Becoming a mountain woman

By Amy Weiss

Mar 19 2019

Marie Mooar spent a lot of time in the wilds of western Montana where she collected wetland and aquatic plants from hundreds of locations in every county west of the Continental Divide. That would be less noteworthy if she were a full-time botanist or a Montana resident, but Marie Mooar was a high school biology teacher from Michigan.

In addition to teaching high school and raising four children, Mooar obtained a master’s degree in botany and managed to spend many summers in Montana doing what she loved: roaming the mountains collecting plants. A National Science Foundation fellowship allowed her to work out of the University of Montana Biological Station during the summers of 1959-1964. Sherman Preece, a professor of botany at the University of Montana, hired Mooar to help compile a wetland plant flora for western Montana and she collected wetland plants as part of this project every summer from 1965 to 1970.

• [Dataset content]:
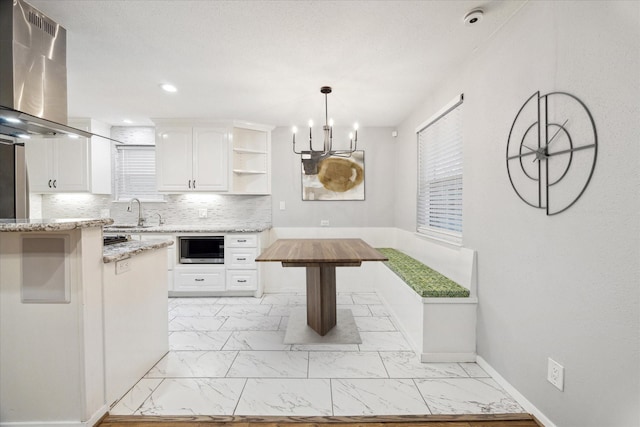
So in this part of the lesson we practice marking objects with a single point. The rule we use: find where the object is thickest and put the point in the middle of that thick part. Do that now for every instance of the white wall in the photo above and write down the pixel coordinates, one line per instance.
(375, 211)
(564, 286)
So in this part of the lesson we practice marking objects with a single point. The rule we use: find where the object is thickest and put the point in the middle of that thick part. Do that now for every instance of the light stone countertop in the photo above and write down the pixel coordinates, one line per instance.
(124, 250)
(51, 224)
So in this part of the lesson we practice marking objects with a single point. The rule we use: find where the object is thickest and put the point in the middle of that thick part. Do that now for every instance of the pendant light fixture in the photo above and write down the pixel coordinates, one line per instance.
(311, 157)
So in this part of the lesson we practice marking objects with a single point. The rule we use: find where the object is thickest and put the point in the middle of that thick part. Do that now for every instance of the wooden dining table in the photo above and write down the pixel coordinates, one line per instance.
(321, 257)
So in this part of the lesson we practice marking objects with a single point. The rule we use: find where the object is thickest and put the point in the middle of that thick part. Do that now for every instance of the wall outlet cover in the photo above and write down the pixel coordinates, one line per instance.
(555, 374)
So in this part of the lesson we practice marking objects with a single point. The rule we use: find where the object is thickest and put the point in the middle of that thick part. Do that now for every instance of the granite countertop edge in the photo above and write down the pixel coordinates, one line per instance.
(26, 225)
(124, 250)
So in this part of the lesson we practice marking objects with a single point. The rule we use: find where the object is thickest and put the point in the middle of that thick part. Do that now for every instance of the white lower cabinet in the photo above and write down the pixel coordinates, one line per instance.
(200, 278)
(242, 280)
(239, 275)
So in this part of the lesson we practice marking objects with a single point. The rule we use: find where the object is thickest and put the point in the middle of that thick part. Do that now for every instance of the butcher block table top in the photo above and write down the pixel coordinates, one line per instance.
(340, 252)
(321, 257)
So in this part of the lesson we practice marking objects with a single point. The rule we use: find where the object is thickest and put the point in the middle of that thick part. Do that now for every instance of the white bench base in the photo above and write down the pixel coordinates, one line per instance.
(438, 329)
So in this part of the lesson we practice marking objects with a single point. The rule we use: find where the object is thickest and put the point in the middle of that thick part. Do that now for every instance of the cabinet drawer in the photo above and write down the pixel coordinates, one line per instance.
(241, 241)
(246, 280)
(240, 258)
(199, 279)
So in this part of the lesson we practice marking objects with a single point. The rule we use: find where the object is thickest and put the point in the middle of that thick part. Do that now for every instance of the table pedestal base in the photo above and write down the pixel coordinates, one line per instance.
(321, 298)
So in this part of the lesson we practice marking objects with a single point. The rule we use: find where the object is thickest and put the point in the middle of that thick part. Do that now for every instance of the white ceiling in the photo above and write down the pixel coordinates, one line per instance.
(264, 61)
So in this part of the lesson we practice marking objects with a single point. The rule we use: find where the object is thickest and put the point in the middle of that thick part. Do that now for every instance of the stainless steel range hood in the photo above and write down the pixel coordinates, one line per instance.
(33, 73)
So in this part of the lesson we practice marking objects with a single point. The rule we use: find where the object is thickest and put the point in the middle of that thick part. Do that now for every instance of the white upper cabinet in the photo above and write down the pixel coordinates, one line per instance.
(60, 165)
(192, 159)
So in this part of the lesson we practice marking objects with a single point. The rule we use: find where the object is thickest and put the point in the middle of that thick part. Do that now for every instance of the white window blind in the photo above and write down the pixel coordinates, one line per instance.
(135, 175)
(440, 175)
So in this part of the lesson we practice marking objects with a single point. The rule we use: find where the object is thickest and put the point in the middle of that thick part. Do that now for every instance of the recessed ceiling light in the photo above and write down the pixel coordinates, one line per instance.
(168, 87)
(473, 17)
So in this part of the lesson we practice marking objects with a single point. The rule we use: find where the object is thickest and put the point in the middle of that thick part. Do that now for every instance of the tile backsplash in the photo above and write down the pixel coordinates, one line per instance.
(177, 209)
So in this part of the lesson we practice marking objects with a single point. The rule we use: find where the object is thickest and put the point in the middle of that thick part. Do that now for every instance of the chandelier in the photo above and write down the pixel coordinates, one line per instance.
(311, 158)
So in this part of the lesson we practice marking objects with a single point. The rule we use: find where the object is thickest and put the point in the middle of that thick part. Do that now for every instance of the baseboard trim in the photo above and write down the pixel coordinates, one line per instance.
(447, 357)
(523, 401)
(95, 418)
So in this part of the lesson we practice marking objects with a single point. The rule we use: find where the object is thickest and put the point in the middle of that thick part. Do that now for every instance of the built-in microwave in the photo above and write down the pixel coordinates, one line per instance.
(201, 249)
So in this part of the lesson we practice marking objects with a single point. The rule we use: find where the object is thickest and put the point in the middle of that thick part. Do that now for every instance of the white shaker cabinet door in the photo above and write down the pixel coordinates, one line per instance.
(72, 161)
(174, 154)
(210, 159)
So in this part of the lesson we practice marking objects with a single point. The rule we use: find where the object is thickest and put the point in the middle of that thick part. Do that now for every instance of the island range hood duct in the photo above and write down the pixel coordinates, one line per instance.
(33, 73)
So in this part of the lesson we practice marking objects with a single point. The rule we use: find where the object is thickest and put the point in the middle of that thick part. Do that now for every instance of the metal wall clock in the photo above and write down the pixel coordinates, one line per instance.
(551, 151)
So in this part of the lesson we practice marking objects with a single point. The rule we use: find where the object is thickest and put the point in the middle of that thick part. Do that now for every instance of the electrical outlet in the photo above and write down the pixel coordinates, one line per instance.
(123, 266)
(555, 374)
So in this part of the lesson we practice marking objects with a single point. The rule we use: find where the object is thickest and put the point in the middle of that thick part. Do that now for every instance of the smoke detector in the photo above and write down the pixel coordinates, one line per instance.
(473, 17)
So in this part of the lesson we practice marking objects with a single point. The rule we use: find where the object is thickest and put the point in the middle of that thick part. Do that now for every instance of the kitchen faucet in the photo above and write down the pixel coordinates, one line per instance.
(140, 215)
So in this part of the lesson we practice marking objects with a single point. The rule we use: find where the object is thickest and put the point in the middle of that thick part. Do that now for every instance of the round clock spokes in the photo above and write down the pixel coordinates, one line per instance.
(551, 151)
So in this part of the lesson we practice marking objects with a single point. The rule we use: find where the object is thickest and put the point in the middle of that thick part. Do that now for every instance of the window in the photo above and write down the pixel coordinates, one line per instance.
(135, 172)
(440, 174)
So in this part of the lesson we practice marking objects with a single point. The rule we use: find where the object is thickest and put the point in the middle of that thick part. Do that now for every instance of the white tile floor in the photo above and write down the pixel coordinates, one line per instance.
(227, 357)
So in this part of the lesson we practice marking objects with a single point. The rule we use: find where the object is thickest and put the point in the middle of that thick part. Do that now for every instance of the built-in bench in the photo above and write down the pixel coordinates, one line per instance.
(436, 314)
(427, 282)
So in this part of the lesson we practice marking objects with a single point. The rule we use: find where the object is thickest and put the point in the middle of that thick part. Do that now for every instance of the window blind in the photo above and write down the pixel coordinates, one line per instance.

• [Required tasks]:
1 - Summarize the article on Marie Mooar in two sentences.
2 - List every organization or institution named in the article on Marie Mooar.
3 - Duplicate the part of the article on Marie Mooar between "In addition to" and "1965 to 1970.", inclusive.

• [Solved tasks]:
1 - Marie Mooar, a high school biology teacher from Michigan who raised four children and earned a master's degree in botany, spent many summers collecting wetland and aquatic plants across western Montana. A National Science Foundation fellowship let her work out of the University of Montana Biological Station from 1959 to 1964, and from 1965 to 1970 she collected wetland plants for a western Montana wetland plant flora compiled by Sherman Preece.

2 -
- National Science Foundation
- University of Montana Biological Station
- University of Montana

3 -
In addition to teaching high school and raising four children, Mooar obtained a master’s degree in botany and managed to spend many summers in Montana doing what she loved: roaming the mountains collecting plants. A National Science Foundation fellowship allowed her to work out of the University of Montana Biological Station during the summers of 1959-1964. Sherman Preece, a professor of botany at the University of Montana, hired Mooar to help compile a wetland plant flora for western Montana and she collected wetland plants as part of this project every summer from 1965 to 1970.